::: DATA SHOWN :::

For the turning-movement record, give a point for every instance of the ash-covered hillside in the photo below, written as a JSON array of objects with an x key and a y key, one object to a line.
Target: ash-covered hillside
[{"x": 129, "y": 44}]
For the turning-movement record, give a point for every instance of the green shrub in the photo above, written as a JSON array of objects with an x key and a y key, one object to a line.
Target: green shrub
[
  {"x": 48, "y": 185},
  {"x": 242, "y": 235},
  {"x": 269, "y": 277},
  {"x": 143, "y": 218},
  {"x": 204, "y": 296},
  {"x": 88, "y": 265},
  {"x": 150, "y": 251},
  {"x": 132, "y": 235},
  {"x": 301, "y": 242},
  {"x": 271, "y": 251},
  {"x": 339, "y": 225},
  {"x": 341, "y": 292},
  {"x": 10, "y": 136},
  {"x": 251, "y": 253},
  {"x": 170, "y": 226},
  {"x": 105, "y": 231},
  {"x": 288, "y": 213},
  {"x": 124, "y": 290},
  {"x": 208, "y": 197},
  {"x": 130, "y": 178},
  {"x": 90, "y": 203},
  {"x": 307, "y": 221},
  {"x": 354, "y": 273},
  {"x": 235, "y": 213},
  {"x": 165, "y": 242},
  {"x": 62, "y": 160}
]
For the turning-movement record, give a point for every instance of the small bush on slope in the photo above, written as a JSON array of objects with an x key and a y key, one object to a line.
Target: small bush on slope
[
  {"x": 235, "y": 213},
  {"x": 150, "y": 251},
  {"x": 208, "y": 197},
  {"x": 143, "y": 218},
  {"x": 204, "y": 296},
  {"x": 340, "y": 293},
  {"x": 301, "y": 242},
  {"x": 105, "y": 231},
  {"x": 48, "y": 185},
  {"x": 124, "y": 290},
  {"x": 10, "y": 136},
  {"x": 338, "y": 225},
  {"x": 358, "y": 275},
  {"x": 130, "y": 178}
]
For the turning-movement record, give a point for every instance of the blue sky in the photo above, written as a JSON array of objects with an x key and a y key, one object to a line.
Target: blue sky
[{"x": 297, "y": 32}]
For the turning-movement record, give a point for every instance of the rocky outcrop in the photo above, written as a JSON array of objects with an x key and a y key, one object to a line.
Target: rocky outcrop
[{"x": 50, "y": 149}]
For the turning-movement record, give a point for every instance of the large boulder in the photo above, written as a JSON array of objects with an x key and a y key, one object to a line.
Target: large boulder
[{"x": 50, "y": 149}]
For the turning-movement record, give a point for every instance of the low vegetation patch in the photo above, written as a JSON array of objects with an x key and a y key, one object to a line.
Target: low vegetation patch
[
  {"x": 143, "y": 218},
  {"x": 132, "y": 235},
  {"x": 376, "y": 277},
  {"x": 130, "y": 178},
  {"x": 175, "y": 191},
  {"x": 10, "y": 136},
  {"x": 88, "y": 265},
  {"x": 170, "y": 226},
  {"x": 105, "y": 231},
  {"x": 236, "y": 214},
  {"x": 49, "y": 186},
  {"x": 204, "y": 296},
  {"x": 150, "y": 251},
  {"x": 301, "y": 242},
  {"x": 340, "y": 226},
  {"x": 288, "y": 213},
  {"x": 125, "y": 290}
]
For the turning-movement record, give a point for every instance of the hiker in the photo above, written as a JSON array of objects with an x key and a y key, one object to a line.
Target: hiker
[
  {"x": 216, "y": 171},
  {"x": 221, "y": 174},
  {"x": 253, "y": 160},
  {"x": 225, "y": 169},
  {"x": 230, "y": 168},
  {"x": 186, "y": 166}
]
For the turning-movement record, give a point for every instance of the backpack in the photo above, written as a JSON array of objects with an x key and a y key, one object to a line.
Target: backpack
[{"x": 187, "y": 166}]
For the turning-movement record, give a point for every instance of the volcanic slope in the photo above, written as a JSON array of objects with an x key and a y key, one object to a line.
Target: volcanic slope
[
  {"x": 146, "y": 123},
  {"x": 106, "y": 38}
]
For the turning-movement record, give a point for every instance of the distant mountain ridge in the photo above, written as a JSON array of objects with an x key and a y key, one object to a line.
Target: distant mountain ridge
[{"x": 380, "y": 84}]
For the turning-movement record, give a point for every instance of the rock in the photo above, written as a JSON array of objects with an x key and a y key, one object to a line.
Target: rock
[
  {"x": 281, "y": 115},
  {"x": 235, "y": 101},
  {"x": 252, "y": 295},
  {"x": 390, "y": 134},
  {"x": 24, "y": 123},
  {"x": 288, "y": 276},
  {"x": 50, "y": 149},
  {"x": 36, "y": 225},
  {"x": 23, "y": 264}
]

:::

• TASK DIRECTIONS:
What you return should match every line above exactly.

• COMPLETED TASK:
For the turning-movement record, give a point for every instance of the ash-covered hillside in the photo below, written as a JSON array of objects with an x key and a y key, one object to a line.
Target: ash-covered hillside
[{"x": 129, "y": 44}]
For the turning-movement record, give a point for every instance of the green shrub in the photo above, written as a JSON array of objects with an x key and a y key, one object to a line.
Target: green shrub
[
  {"x": 48, "y": 185},
  {"x": 242, "y": 235},
  {"x": 269, "y": 277},
  {"x": 143, "y": 218},
  {"x": 204, "y": 296},
  {"x": 88, "y": 265},
  {"x": 150, "y": 251},
  {"x": 132, "y": 235},
  {"x": 301, "y": 242},
  {"x": 271, "y": 251},
  {"x": 339, "y": 225},
  {"x": 341, "y": 292},
  {"x": 10, "y": 136},
  {"x": 251, "y": 253},
  {"x": 170, "y": 226},
  {"x": 105, "y": 231},
  {"x": 288, "y": 213},
  {"x": 124, "y": 290},
  {"x": 208, "y": 197},
  {"x": 130, "y": 178},
  {"x": 90, "y": 203},
  {"x": 307, "y": 221},
  {"x": 354, "y": 273},
  {"x": 235, "y": 213},
  {"x": 165, "y": 242},
  {"x": 62, "y": 160}
]
For the turning-movement record, give a point for every instance of the small bush on slope in the photo above, written as a JSON array of objects with an x key and a y key, one object to a line.
Target: small bush on slope
[
  {"x": 235, "y": 213},
  {"x": 150, "y": 251},
  {"x": 208, "y": 197},
  {"x": 143, "y": 218},
  {"x": 204, "y": 296},
  {"x": 340, "y": 293},
  {"x": 301, "y": 242},
  {"x": 105, "y": 231},
  {"x": 48, "y": 185},
  {"x": 124, "y": 290},
  {"x": 10, "y": 136},
  {"x": 338, "y": 225},
  {"x": 358, "y": 275},
  {"x": 130, "y": 178}
]
For the turning-movement record, give a point for every instance of the blue sky in the photo above, written as a JSON array of objects with an x key and a y key, one object to a line.
Target: blue sky
[{"x": 297, "y": 32}]
For the turning-movement record, give a point for every instance of the rocky outcrop in the photo above, written as a JSON array of objects with an x key and a y key, one object to a line.
Target: rocky outcrop
[{"x": 50, "y": 149}]
For the turning-movement record, give a point for every instance of the large boulder in the photo above, written as a JSON array of objects with an x key and a y key, one object to a line.
Target: large boulder
[{"x": 50, "y": 149}]
For the turning-movement record, give a point for every instance of the low vegetation patch in the photo above, written as a JSON array of objects with an x key and a y key, one object to a line.
Target: low vegetation patch
[
  {"x": 143, "y": 218},
  {"x": 132, "y": 235},
  {"x": 376, "y": 277},
  {"x": 130, "y": 178},
  {"x": 175, "y": 191},
  {"x": 10, "y": 136},
  {"x": 88, "y": 265},
  {"x": 170, "y": 226},
  {"x": 105, "y": 231},
  {"x": 236, "y": 214},
  {"x": 49, "y": 186},
  {"x": 204, "y": 296},
  {"x": 150, "y": 251},
  {"x": 301, "y": 242},
  {"x": 340, "y": 226},
  {"x": 288, "y": 213},
  {"x": 125, "y": 290}
]
For the turning-movement record, give a point for every instance of the hiker in the photo above, written as a JSON array of objects with an x key and a y key, one object to a line.
Target: hiker
[
  {"x": 216, "y": 171},
  {"x": 221, "y": 174},
  {"x": 253, "y": 160},
  {"x": 225, "y": 169},
  {"x": 230, "y": 168},
  {"x": 186, "y": 166}
]
For the turning-movement record, give a point for every instance of the backpack in the photo above, written as a JSON array of objects with an x key and a y key, one object to a line.
Target: backpack
[{"x": 187, "y": 166}]
For the turning-movement record, give a point for every instance of the volcanic slope in the photo above, written as a JSON array of objects with an x key and a y key, one object to a line.
Target: volcanic slope
[
  {"x": 146, "y": 123},
  {"x": 106, "y": 38}
]
For the turning-movement record, give a point for every instance of the distant mountain ridge in the photo above, written as a JSON array of objects with an x key and a y key, one object to a line.
Target: distant mountain ridge
[{"x": 380, "y": 84}]
For the turning-movement record, give a point for every instance of the rock in the photo above, written as a JSON array of objects with an x key and a y key, one object to a line.
Target: rock
[
  {"x": 281, "y": 115},
  {"x": 235, "y": 101},
  {"x": 252, "y": 295},
  {"x": 390, "y": 134},
  {"x": 24, "y": 123},
  {"x": 288, "y": 276},
  {"x": 50, "y": 149},
  {"x": 36, "y": 225},
  {"x": 23, "y": 264}
]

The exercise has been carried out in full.